## Written task
Working from the line that contains "Annotate the arched" down to the last line below, repeat each line exactly.

## Records contained in a dataset
----------------------------------------

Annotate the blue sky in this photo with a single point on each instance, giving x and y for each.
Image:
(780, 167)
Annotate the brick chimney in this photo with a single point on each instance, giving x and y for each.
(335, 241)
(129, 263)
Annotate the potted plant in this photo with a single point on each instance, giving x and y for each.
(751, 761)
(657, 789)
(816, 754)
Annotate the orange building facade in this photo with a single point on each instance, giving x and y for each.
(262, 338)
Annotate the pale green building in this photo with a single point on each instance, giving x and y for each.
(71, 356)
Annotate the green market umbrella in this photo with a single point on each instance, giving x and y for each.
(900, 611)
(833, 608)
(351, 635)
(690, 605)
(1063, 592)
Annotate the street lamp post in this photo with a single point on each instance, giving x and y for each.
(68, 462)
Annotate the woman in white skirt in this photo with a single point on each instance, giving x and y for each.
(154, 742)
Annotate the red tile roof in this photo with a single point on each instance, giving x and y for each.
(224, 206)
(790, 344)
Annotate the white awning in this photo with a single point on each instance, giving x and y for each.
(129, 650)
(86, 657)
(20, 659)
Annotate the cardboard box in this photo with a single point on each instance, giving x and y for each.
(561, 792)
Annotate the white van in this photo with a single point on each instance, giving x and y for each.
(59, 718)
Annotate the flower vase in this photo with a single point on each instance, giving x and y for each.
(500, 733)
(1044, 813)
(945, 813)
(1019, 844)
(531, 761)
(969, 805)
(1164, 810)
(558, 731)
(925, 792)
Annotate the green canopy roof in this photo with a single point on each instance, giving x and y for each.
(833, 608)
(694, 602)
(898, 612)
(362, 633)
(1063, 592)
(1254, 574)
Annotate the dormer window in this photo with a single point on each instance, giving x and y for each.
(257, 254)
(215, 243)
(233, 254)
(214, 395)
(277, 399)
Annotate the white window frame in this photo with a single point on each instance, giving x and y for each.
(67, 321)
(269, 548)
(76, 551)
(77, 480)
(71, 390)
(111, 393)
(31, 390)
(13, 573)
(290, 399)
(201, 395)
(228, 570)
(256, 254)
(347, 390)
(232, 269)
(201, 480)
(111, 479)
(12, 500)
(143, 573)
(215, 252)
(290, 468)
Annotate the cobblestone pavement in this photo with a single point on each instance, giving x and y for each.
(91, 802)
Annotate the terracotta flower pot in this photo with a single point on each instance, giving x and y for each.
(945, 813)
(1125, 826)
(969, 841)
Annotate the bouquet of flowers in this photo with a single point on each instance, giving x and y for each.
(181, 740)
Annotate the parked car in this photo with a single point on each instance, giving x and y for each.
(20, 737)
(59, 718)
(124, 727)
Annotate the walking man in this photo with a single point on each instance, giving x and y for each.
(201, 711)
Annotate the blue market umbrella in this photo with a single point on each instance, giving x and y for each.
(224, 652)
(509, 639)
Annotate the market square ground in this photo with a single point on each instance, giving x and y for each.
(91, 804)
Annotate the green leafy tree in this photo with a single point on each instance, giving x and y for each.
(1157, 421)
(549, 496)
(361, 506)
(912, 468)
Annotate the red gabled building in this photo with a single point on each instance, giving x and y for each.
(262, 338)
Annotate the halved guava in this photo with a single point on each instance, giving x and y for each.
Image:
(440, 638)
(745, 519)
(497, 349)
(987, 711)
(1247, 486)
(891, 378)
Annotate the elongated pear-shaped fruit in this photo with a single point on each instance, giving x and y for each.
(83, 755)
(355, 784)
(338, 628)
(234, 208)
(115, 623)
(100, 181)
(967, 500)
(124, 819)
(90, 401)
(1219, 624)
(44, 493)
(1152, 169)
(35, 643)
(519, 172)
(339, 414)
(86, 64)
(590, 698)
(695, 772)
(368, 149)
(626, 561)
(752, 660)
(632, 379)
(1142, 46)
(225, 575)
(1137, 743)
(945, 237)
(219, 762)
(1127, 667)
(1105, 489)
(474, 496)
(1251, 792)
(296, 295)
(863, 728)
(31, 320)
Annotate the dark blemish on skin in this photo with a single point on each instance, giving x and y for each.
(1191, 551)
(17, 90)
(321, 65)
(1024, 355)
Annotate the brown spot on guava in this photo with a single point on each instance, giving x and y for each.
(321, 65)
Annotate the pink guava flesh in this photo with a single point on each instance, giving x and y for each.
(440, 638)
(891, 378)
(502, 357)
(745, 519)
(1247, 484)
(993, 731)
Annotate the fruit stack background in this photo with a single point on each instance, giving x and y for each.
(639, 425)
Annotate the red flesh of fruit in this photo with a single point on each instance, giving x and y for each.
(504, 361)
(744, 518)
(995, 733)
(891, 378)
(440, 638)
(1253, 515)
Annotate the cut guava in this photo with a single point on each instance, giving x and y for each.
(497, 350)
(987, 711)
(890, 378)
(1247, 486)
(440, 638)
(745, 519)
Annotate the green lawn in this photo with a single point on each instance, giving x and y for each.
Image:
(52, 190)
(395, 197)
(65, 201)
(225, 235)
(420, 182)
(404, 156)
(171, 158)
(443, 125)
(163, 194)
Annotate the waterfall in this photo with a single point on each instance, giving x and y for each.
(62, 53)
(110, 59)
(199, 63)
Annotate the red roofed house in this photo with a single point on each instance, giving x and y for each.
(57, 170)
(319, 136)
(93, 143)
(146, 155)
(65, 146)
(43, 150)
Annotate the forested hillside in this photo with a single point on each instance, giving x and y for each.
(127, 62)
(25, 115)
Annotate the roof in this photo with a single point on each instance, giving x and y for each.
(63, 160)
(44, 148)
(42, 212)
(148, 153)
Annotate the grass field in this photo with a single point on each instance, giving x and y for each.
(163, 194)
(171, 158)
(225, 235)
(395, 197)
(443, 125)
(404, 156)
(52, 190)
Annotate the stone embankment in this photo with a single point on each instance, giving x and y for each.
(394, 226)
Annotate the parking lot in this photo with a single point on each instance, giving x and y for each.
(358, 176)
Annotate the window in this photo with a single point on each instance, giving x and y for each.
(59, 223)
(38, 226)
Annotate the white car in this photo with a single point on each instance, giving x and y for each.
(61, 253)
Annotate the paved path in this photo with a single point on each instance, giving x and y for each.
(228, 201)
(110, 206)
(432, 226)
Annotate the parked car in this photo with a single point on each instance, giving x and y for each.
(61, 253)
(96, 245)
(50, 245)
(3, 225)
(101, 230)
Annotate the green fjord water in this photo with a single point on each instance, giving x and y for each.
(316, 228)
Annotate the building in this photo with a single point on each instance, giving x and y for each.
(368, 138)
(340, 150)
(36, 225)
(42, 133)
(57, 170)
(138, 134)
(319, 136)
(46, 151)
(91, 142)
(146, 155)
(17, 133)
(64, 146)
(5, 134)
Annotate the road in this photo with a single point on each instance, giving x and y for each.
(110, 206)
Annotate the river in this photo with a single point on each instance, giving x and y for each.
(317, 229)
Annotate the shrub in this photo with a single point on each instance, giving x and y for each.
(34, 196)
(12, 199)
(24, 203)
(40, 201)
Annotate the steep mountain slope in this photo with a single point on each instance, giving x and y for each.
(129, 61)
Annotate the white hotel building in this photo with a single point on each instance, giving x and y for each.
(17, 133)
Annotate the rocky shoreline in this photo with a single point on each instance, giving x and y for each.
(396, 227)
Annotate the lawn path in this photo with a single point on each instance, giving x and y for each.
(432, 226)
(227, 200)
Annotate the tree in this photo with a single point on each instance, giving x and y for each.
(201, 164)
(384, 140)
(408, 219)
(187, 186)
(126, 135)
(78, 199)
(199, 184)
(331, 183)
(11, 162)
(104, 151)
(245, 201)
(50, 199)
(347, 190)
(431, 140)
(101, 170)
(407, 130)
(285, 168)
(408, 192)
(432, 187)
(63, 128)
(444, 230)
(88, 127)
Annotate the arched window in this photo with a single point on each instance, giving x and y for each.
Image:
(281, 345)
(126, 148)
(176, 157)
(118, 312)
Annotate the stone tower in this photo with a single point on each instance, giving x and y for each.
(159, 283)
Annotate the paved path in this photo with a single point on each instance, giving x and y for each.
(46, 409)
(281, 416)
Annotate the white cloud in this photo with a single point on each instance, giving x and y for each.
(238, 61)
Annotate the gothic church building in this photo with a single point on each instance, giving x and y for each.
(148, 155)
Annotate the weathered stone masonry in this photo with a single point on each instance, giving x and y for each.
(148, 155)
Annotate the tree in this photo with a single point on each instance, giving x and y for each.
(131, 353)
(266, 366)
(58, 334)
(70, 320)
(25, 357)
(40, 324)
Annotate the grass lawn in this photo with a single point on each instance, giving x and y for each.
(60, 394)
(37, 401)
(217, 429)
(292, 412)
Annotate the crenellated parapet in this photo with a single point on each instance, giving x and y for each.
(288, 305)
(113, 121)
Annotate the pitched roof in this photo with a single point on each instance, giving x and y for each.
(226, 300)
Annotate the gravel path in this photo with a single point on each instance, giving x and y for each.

----------------------------------------

## Result
Annotate the arched window in this photo with a single point on each instance, giving x and y for each.
Image:
(281, 345)
(126, 148)
(176, 157)
(118, 312)
Annotate the stone tower in this photo with a single point on each instance, giving x and y for each.
(159, 283)
Annotate the paved path in this photo with a single point on each instance, giving x and y for each.
(46, 409)
(281, 416)
Annotate the white cloud in this photo with a single point on each instance, giving x and y for each.
(238, 61)
Annotate the gothic church building in this photo with a single point on each instance, giving x and y for each.
(148, 155)
Annotate the weathered stone masonry in this photo with a single point on each instance, giving x and y for each.
(148, 155)
Annotate the tree in this photo with a single point on each instance, giving x and y for each.
(131, 353)
(266, 366)
(58, 334)
(70, 320)
(25, 357)
(40, 324)
Annotate the grass lawn in this photo with a single point on each instance, giving x and y for each.
(60, 394)
(37, 401)
(217, 429)
(292, 412)
Annotate the crenellated parapet in this photo with a single point on each instance, giving x and y for each.
(288, 305)
(113, 121)
Annotate the pitched roof in this photo with a single point on each instance, giving x and y for each.
(226, 300)
Annotate the gravel path in this photo with a single point on each instance, giving x and y for each.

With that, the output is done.